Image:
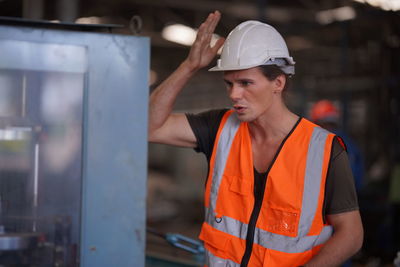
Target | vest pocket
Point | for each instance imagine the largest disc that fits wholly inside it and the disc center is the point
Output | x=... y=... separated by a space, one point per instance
x=214 y=238
x=282 y=222
x=240 y=186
★ ★ ★
_WHAT TO DO_: Arrange the listing above as a two-column CSV with the columns request and answer, one row per listing entry, each value in a single quoted field with line breaks replaced by spaces. Leave out the pictures.

_TASK OUTPUT_:
request,answer
"Image: Target | vest pocket Point | for each instance imagine the largest disc that fits wholly inside it and the disc center is the point Output | x=... y=... separated by a space, one point per instance","x=214 y=238 x=282 y=222 x=240 y=186"